**QUOTED TEXT:**
******************************

Studio album by Tegan and Sara
- Released: July 24, 2007
- Recorded: January – March 12, 2007, in Portland, Oregon
- Genre: Indie rock; indie pop; alternative rock;
- Length: 36:46
- Label: Vapor; Sire; London;
- Producer: Tegan and Sara; Chris Walla;

Tegan and Sara chronology
| So Jealous (2004) | The Con (2007) | I'll Take the Blame (2007) |

Singles from The Con
- "Back in Your Head" Released: February 8, 2008; "The Con" Released: February 22, 2008;

= The Con (album) =

The Con is the fifth studio album by Canadian indie pop duo Tegan and Sara, released on July 24, 2007. The album charted at number 4 in Canada and at number 34 on the Billboard 200 in the United States. Two singles were released from the album, "Back in Your Head" and "The Con", which both had music videos filmed for them.

Guest performers on the album include Jason McGerr of Death Cab for Cutie, Matt Sharp of The Rentals and formerly of Weezer (on Sara's songs), Hunter Burgan of AFI (on Tegan's songs) and Kaki King.

The title track was featured in rhythm video game Rock Band 3.

==Background==
The album was written during a period of intense emotional turmoil for both Tegan and Sara. Sara was struggling with Canadian immigration to get her American-born girlfriend a working visa so they could live together, while Tegan was dealing with the breakup of a five-year relationship. The twins were also mourning the death of their grandmother who, according to Tegan, had been like a second mother to them. She stated that these factors combined to make The Con "very dark and also very much about reflecting on getting older, long-term relationships and the end of things". The songs Tegan wrote for The Con were heavily influenced by Against Me!'s album Against Me! as the Eternal Cowboy.

The DVD edition of the album reveals the title track "The Con" was tentatively titled "Encircle Me" and "Like O, Like H" was previously titled "SOS".

==Release==
In March 2007, the band announced the release of The Con, along with the track listing and other information. The Con was released on July 24, 2007 on CD, vinyl and as a digital download. As announced on their MySpace blog, a special edition CD/DVD was released at the same time as the CD-only version. The CD/DVD release has a Parental Advisory warning for profanity on the DVD, although the CD contains no explicit content. The album debuted at number 4 in the Canadian Albums Chart. The album also debuted at number 34 on the US Billboard 200, selling about 19,000 copies in its first week. In its second week, the album fell out of the top 50, to No. 69, selling about 10,000 that week, totaling at 29,000. The album continued to chart that year until September, when it charted at number 192 before it fell out of the chart completely. In November, they released the I'll Take the Blame EP, which featured "Back in Your Head", a remix of that song, and two new songs, released on CD and as a digital download.

******************************

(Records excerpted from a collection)
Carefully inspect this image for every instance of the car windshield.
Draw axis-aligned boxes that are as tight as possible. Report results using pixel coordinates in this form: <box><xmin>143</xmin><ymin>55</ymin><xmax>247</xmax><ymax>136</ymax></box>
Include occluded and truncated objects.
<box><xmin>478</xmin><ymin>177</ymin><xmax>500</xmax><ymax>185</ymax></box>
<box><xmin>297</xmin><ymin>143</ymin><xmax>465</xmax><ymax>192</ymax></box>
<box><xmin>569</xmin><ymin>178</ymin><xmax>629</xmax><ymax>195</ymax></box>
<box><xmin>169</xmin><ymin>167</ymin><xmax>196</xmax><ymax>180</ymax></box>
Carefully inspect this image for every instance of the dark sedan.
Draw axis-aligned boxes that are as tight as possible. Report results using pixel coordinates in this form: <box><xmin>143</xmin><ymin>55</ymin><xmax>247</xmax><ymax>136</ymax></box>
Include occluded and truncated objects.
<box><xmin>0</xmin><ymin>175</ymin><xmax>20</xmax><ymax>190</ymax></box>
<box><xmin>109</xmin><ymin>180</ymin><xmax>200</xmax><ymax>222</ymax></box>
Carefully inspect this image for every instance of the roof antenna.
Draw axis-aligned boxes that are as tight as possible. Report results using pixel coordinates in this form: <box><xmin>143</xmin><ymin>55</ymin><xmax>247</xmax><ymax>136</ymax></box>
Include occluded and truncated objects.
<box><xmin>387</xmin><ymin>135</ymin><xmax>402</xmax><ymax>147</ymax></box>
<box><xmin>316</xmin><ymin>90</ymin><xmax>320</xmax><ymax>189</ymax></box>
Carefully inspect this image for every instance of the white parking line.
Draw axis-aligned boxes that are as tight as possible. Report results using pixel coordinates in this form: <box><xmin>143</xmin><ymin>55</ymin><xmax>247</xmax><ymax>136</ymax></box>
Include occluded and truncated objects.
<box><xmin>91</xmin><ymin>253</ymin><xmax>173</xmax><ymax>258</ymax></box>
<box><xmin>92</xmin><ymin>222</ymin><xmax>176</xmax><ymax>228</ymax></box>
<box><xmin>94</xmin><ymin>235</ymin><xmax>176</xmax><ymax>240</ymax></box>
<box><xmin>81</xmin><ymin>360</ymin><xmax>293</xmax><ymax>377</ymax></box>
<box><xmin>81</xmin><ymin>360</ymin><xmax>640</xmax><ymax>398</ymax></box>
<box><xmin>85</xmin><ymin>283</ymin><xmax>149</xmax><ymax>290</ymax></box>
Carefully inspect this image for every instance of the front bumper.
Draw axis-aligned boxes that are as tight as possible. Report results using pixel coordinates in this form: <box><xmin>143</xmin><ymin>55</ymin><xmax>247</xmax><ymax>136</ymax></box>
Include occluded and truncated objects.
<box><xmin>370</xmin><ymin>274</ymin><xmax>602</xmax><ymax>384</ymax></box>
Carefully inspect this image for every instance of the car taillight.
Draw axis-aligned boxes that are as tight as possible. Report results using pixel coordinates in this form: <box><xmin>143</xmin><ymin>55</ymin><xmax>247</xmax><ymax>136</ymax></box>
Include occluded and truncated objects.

******************************

**CHALLENGE A:**
Name every guest performer on the album according to the article on The Con.
**CHALLENGE B:**
From the article on The Con, extract the passage starting at "Tegan and Sara chronology" and ending at "filmed for them.".

**TASK ANSWER A:**
Jason McGerr
Matt Sharp
Hunter Burgan
Kaki King

**TASK ANSWER B:**
Tegan and Sara chronology
| So Jealous (2004) | The Con (2007) | I'll Take the Blame (2007) |

Singles from The Con
- "Back in Your Head" Released: February 8, 2008; "The Con" Released: February 22, 2008;

= The Con (album) =

The Con is the fifth studio album by Canadian indie pop duo Tegan and Sara, released on July 24, 2007. The album charted at number 4 in Canada and at number 34 on the Billboard 200 in the United States. Two singles were released from the album, "Back in Your Head" and "The Con", which both had music videos filmed for them.